===== BACAAN =====

Oleh : Dr. Syahganda Nainggolan, Sabang Merauke Circle

Istilah Pemburu Yahudi (Jew Hunt) telah menjadi berita dunia dan ditanggapi presiden Amerika, berbagai presiden Eropa, orang-orang terbesar di dunia baik dari kalangan bisnis, maupun akademis, setelah ribuan pemuda Yahudi di Amsterdam Belanda mengalami kekerasan sadis seminggu lalu. Pemuda Yahudi ini adalah suporter bola klub mereka, Maccabi, yang datang dari Israel, ketika bertanding melawan Ajax, klub Amsterdam, pada Kamis 7/11, Liga Champions.

Sehabis pertandingan bola, para supporter Israel diserang dengan gerakan “hit and run” menggunakan tongkat, batu dan pisau oleh pemuda Belanda yang menggunakan scooter, sepeda dan berlari.

===== BAHAN YANG DITAMPILKAN =====

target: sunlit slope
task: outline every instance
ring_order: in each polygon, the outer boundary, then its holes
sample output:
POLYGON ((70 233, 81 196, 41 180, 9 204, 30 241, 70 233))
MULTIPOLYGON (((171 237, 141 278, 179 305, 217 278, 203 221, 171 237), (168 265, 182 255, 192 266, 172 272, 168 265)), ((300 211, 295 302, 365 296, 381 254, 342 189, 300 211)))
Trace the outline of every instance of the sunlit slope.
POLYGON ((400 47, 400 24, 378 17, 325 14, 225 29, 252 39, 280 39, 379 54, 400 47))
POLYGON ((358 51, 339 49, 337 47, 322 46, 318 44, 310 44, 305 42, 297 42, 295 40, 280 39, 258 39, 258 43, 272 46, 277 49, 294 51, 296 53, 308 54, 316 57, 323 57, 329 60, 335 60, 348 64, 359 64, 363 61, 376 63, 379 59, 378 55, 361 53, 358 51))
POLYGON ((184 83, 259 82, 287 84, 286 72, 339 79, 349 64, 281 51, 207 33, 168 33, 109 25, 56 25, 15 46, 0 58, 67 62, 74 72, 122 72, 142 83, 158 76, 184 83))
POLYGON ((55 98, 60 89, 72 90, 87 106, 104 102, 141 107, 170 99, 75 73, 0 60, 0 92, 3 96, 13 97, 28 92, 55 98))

=====
===== BAHAN YANG DITAMPILKAN =====

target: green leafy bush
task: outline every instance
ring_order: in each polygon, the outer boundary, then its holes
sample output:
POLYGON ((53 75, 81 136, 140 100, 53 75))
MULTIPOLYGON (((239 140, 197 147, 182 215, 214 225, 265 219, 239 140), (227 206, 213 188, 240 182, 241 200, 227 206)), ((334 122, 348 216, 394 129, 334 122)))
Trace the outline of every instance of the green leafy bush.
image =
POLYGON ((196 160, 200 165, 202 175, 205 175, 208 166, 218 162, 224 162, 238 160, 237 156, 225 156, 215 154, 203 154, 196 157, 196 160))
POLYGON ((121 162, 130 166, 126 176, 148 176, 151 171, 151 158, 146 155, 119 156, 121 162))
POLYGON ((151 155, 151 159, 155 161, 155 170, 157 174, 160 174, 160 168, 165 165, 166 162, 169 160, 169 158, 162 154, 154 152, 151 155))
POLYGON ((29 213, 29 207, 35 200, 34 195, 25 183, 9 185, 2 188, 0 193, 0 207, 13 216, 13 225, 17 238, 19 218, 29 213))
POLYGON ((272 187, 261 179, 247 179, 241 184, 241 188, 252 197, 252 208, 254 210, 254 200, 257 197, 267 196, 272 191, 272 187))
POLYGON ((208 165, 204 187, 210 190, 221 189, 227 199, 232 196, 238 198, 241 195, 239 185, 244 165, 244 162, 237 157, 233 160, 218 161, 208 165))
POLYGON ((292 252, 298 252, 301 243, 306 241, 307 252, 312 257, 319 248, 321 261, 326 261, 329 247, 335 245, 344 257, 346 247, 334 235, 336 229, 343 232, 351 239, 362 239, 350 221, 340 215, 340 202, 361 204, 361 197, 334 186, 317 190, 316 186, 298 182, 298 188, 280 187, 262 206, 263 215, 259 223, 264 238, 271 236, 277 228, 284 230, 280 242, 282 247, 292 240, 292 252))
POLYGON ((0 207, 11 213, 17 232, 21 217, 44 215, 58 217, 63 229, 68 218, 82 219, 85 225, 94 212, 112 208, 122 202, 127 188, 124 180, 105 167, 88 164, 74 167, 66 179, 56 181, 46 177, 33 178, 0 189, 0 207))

=====
===== BAHAN YANG DITAMPILKAN =====

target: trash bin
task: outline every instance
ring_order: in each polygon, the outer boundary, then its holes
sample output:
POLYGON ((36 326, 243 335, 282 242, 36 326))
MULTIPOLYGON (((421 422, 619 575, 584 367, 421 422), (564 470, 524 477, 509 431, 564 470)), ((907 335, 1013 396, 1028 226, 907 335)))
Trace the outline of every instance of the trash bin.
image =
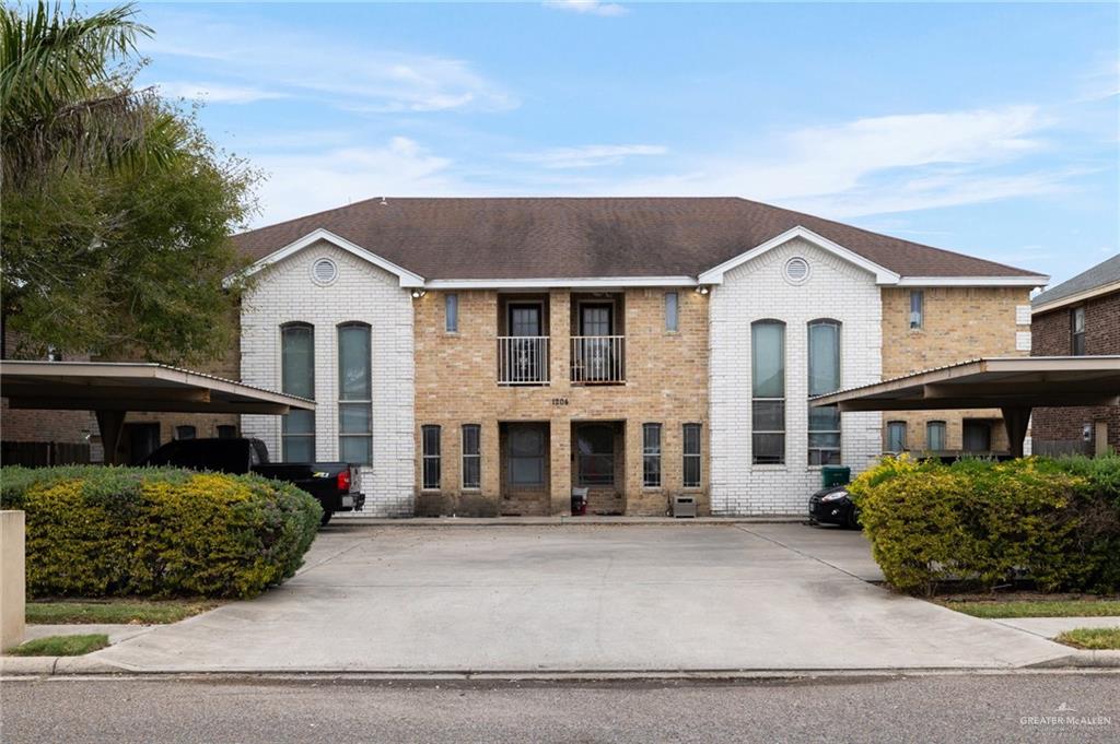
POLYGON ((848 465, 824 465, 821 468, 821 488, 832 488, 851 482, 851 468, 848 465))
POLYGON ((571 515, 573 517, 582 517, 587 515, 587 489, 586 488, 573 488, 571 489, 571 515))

=====

• YANG PERLU DIKERJAKAN:
[A] Apakah tiap pernyataan ini sesuai dengan bacaan di atas? (i) Pertandingan Maccabi melawan Ajax berlangsung pada hari Kamis. (ii) Para suporter Israel diserang sebelum pertandingan dimulai. (iii) Maccabi adalah klub dari Amsterdam. Jawab ya atau tidak, lalu kutip persis kata-kata bacaan yang menentukan.
[B] Tuliskan kembali persis bagian bacaan di atas, mulai dari "Oleh : Dr. Syahganda" dan terus sampai "7/11, Liga Champions.".

• HASIL LATIHAN:
[A]
(i) Ya: "pada Kamis 7/11, Liga Champions"
(ii) Tidak: "Sehabis pertandingan bola, para supporter Israel diserang"
(iii) Tidak: "Maccabi, yang datang dari Israel"

[B]
Oleh : Dr. Syahganda Nainggolan, Sabang Merauke Circle

Istilah Pemburu Yahudi (Jew Hunt) telah menjadi berita dunia dan ditanggapi presiden Amerika, berbagai presiden Eropa, orang-orang terbesar di dunia baik dari kalangan bisnis, maupun akademis, setelah ribuan pemuda Yahudi di Amsterdam Belanda mengalami kekerasan sadis seminggu lalu. Pemuda Yahudi ini adalah suporter bola klub mereka, Maccabi, yang datang dari Israel, ketika bertanding melawan Ajax, klub Amsterdam, pada Kamis 7/11, Liga Champions.